══ RECORDS PROVIDED
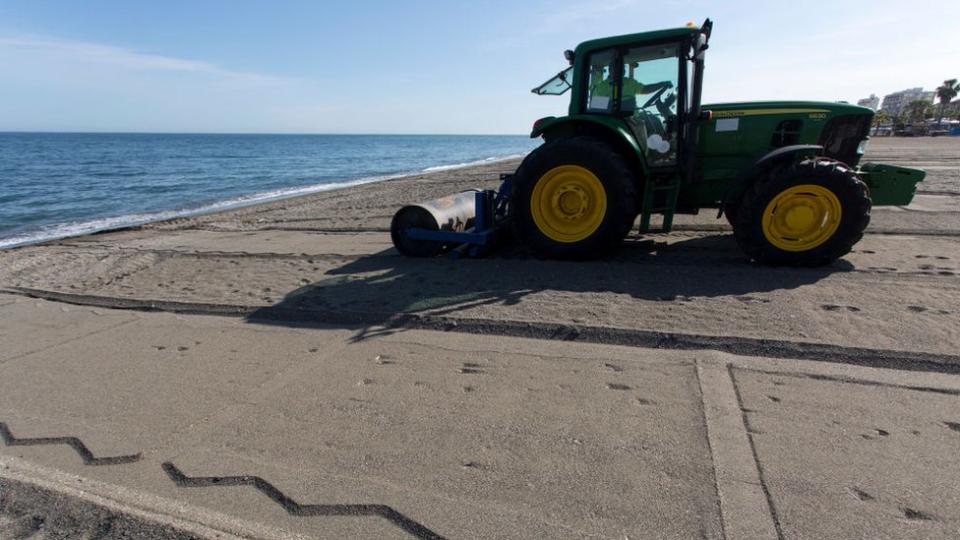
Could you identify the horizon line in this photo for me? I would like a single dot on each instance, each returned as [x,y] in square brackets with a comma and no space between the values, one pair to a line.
[86,132]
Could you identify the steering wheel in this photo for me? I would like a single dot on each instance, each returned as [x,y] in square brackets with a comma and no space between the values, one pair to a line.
[656,96]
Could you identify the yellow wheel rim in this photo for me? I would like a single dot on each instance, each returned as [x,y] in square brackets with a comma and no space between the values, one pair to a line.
[568,203]
[801,218]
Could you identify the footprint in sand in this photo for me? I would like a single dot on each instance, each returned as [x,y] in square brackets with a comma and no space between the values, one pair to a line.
[470,368]
[862,495]
[835,307]
[917,515]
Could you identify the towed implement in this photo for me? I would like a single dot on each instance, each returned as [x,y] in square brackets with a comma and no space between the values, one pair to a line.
[638,143]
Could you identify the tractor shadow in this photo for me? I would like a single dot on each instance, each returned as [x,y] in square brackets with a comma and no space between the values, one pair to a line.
[374,290]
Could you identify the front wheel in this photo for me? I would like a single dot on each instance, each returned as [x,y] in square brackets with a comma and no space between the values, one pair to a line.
[809,214]
[573,199]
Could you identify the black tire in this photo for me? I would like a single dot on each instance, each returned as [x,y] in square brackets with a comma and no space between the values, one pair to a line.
[613,172]
[852,194]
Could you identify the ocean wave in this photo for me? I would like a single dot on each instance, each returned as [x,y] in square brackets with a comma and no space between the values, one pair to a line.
[473,163]
[80,228]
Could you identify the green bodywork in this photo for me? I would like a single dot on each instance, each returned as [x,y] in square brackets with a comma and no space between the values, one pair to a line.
[730,137]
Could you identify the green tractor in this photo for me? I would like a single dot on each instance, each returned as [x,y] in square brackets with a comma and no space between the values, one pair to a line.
[637,142]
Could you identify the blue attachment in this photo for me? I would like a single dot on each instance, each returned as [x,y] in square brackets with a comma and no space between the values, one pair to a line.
[490,205]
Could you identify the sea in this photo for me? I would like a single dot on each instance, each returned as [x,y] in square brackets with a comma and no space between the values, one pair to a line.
[56,185]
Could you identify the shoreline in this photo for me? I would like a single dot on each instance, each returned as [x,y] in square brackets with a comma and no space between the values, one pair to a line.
[62,231]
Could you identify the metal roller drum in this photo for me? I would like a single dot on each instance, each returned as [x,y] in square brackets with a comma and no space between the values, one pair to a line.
[454,213]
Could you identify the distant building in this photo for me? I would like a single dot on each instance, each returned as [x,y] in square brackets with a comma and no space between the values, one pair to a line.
[872,102]
[895,102]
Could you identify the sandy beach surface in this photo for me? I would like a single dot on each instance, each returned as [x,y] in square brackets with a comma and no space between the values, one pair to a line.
[280,371]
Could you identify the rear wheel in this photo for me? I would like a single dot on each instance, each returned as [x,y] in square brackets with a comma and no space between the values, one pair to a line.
[809,214]
[573,199]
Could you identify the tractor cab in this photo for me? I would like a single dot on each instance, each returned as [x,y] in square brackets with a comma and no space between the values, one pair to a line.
[646,84]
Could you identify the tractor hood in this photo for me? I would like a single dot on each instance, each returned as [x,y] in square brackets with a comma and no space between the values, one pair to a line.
[753,108]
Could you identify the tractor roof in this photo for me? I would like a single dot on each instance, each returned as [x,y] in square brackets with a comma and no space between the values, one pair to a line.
[658,35]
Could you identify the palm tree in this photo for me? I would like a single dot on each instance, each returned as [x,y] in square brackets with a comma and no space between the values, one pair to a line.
[945,94]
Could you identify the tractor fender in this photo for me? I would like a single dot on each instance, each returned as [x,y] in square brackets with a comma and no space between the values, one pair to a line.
[614,130]
[749,175]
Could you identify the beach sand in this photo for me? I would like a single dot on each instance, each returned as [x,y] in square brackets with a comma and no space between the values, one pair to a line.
[328,258]
[672,390]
════
# TASK ITEM
All of the records above are to be written out exactly, minus their images.

# WRITTEN RESPONSE
Could you identify the horizon line in this photo for me? I would like a single dot on each instance, each returned as [x,y] in square brackets with a comma and no space between the values, one pair to a line.
[86,132]
Could you identify the steering wheel in this photo for me? I would like a single dot on each instance, each returned as [x,y] in square brackets with a comma and no space between the values, one pair to a line.
[656,96]
Could you identify the yellow wheel rim in this photo for me? I would like a single dot on each instance, each returned as [x,y] in square brackets with a comma and no space between the values, one pair to a line.
[568,203]
[801,218]
Could you identify the footprint in sand in this photo for me? I would like a single dot on each instance, each returned as [x,y] in square brackets with a comma and no space between the values, one pair to a line.
[470,368]
[862,495]
[835,307]
[917,515]
Could you identify the towed implement in this photo for me? I would like a single dot on each instance, each returned as [x,y] in square brackets with a comma and no space between the values, one pair to a line.
[638,143]
Could you identify the tractor shadow in this photo for me? I would like a single dot on each instance, each returned as [x,y] in square brackets with a comma and no space between the values, one pair to a line.
[374,290]
Could you identify the front wheel in this photo for me? I would like a single dot on each instance, each returned as [x,y] in square brackets with a comma and no space between the values, one pair to a line.
[809,214]
[573,199]
Could you identify the black tire in this photo for me? I would like a single dot on each instance, each returned as [x,y] in square brackets with a comma and no space between the values, one pair to a line.
[613,172]
[852,194]
Could you identify the ocean wave in this photo for me? I would like a single dot on each instance, each returned as [x,y] in square brackets with a comma and no space between the values, one pair to a line.
[473,163]
[80,228]
Could you identify the green bodywork in this photo for me? I would like a single dot on each instance, each returned as [x,y] in square brackets with a comma and no space between the values, one pair to a line.
[730,137]
Could you identify the green tractor in this photo for me? I would like a single dot on each instance, each returned as [x,y] in square brackets with a comma and no space between the values, one pair to a line.
[637,142]
Could you identify the blue attachment in this photo for me? I would like a single dot on each instance, each returned as [x,y] in square brackets with a comma and no space between the values, one pair to a line.
[490,205]
Could you identify the sea in this photo for me? I would like a single dot on each instance, each returned as [x,y] in square brackets with a comma and no space between the values, one pair to a line.
[56,185]
Could you identify the shoreline in this photo for me? I would like a single dot on each instance, each returned as [x,y] in square brackets with a comma and no space between the values, one pair to a line.
[62,231]
Could you identify the metal roller drum in this photo for me? I would like a single dot on each instance, each returned as [x,y] in square brackets with a comma and no space between the values, one pair to a line.
[454,213]
Could you identify the distant building in this photo for me? I would like a single dot on each instance, each returned as [x,y] in square brackets with a comma and no space between the values, one pair to a line.
[872,102]
[895,102]
Could you identify the sandy beach surface in this photo for me? I would like a single dot on each instance, each returned as [x,y] in square brackets with a comma and no space between the values, one pair to a line.
[280,371]
Could you identify the rear wheel in this photo for me? I would like a single dot on each instance, each returned as [x,y] in square brackets with a comma and no space between the values, one pair to a line.
[809,214]
[573,199]
Could you identify the tractor cab in this photo for me? I would like a single dot on each instance, each returned as [x,y] in square brackets with a comma and no space between the values, one pair to a line.
[646,84]
Could you identify the tractor hood in this photo for me? I would like a single dot on each instance, each returned as [x,y] in square brackets with a comma and no space between the values, one pair to a line.
[753,108]
Could you identify the tractor roof in this photo for me? I would like a single dot on each instance, each returned as [x,y] in square brackets with a comma and no space between the values, one pair to a line.
[658,35]
Could you identify the palm tree in this photo for me? I would like a single dot on each instance, each returned as [x,y] in square brackets with a comma and no space between the values, one pair to a line.
[945,94]
Could you identify the tractor fender in this photo for me? I would like a single dot on each instance, each returned as [x,y] in square brackets with a comma and no space between the values, one pair to a line.
[614,130]
[749,175]
Could you identify the beach sand in this photo for me? I would like a single dot on each instance, each returned as [x,y] in square brackets with a comma and no space between the values, one pair to a line.
[328,258]
[672,390]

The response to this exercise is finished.